- **Problem details**:
Answer from the article on Christian Mertel:
1. What was the name of the ship Mertel sailed on to the Thirteen Colonies?
2. How many of his works does the Philadelphia Museum of Art hold?
3. What value range was his piece given on Antiques Roadshow?

___ Text under study ___

= Christian Mertel =

American painter

Christian Mertel (1739–1802) was an American fraktur artist.

A native of Herborn, Mertel was the son of John Jacob and Elizabeth Mertel. He immigrated to the Thirteen Colonies in 1773 aboard the Crawford; a fellow passenger was John Contrad Trevitz, who would also go on to become a teacher and fraktur artist. Mertel followed his father's profession, becoming a dyer of indigo cloth. By 1793 he had acquired land in Conewago Township, Dauphin County; during this period he began to produce fraktur, primarily for his neighbors. He taught school, most likely at the institution operated by Hoffer's Brethren Meeting; even so, he produced mainly baptismal certificates during his career. Raised in the Reformed tradition, he created work for Lutheran families as well. Mertel's paintings bear the influence of other fraktur artists, including Johann Henrich Otto and Johann Jacob Friedrich Krebs, who was a neighbor; nevertheless they are marked with the stamp of individuality, containing images of castles, fish, mermaids, lions, unicorns, the Princess of Brunswick, and flowers of many varieties. He also produced zodiacs, and sent family and other acquaintances New Year's greetings every year. He died in Conewago Township; a list of effects at his death included a box of pictures, an inkstand, and a musical instrument.

Three works by Mertel are held by the Winterthur Museum, and five are in the collection of the Philadelphia Museum of Art. In 2016, a piece of his appeared on Antiques Roadshow, where it was appraised for between $4,000 and $6,000.

___ Record extracts ___

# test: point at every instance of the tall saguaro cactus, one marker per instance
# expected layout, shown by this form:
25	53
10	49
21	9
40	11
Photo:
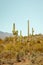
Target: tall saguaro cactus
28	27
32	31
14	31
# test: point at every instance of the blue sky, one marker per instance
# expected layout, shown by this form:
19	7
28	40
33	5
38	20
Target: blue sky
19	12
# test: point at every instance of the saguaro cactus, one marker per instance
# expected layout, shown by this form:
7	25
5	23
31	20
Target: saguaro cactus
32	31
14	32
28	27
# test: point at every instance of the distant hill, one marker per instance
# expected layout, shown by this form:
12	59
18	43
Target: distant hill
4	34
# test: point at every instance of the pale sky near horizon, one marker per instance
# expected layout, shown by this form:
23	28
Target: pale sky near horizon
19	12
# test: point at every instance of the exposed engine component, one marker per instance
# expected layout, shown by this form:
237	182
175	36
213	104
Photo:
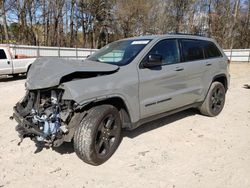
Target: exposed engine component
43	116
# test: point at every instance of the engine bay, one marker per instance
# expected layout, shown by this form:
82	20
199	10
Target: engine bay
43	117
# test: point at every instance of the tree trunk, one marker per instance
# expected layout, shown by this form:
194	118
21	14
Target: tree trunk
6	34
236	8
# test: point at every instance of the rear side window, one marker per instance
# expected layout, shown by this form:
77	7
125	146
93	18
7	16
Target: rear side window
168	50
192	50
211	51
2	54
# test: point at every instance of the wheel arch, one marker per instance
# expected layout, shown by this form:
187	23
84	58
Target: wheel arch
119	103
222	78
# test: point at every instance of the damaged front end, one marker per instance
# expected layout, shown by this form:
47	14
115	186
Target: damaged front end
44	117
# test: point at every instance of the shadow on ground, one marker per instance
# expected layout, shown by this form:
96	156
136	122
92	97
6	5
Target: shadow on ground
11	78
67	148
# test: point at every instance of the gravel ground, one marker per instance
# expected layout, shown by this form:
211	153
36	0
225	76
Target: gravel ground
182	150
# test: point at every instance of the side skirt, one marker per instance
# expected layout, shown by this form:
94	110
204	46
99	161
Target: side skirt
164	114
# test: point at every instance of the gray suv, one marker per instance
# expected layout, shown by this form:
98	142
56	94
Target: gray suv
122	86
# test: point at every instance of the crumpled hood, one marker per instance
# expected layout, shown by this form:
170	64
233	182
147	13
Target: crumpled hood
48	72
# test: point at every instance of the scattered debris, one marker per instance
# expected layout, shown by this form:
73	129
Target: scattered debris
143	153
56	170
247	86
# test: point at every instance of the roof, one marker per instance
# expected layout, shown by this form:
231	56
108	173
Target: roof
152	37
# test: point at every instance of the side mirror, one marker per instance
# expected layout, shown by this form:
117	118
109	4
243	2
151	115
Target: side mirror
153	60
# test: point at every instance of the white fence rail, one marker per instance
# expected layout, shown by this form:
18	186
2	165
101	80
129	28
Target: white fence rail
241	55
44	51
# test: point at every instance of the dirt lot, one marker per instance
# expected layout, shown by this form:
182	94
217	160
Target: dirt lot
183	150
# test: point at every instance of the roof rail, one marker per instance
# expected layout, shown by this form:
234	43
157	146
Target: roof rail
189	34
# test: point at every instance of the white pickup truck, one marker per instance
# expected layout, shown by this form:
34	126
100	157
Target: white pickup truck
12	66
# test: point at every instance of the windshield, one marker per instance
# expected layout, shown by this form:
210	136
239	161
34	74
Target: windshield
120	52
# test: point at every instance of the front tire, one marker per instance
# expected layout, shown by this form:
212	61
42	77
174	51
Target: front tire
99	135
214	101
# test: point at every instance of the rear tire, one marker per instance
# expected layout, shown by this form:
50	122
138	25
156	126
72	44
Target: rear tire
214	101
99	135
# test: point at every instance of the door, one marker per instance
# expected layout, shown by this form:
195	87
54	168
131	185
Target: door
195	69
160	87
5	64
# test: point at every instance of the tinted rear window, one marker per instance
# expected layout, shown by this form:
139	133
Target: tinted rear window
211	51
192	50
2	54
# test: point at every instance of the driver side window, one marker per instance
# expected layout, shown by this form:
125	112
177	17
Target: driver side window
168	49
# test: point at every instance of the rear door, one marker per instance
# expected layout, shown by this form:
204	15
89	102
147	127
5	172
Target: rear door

___

- **Output of the exercise**:
1. The Crawford
2. Five
3. Between $4,000 and $6,000